= EXERCISE PROMPT =
Lay out each line from the start of the data through the line containing "[(171, 126)]", inclusive, as a Markdown table with columns Num and Content, skipping blank lines.

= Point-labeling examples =
-----

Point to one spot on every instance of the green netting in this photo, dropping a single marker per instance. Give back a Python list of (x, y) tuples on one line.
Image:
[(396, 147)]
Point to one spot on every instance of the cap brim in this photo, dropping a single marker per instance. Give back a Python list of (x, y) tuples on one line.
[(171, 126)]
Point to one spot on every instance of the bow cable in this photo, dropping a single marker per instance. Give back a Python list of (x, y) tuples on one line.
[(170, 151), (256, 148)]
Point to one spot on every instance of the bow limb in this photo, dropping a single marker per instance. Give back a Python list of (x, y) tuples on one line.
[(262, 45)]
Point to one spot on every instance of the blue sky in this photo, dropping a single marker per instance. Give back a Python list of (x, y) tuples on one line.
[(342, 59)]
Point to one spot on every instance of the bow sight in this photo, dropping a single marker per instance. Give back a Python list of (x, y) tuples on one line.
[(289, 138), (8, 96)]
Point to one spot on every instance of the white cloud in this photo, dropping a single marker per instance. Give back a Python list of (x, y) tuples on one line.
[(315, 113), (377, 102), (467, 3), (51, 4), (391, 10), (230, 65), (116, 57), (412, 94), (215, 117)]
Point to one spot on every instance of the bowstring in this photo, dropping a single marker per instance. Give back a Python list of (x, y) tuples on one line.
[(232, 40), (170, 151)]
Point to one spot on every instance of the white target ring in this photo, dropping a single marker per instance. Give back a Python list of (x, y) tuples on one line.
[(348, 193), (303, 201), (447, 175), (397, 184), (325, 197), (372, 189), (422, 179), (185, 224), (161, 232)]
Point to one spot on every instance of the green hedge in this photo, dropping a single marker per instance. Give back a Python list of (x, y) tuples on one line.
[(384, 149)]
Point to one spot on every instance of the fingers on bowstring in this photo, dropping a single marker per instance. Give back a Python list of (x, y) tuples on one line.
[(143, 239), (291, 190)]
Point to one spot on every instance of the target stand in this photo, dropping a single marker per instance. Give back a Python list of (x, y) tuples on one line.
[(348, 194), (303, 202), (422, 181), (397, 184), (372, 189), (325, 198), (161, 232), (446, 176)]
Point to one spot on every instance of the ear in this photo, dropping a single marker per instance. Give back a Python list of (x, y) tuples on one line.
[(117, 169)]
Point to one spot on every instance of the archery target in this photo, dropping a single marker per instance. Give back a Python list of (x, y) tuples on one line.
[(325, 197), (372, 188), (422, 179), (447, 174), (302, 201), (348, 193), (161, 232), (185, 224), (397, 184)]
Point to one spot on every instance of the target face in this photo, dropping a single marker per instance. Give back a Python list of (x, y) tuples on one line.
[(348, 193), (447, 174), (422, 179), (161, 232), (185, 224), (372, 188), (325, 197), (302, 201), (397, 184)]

-----

= ANSWER TO THE TASK =
| Num | Content |
|---|---|
| 1 | Point to one spot on every instance of the green netting in this photo, dropping a single marker per instance. Give back a Python list of (x, y) tuples on one line. |
| 2 | Image: |
| 3 | [(396, 147)] |
| 4 | Point to one spot on every instance of the cap brim in this photo, dropping a single marker per instance. Give back a Python list of (x, y) tuples on one line. |
| 5 | [(171, 126)] |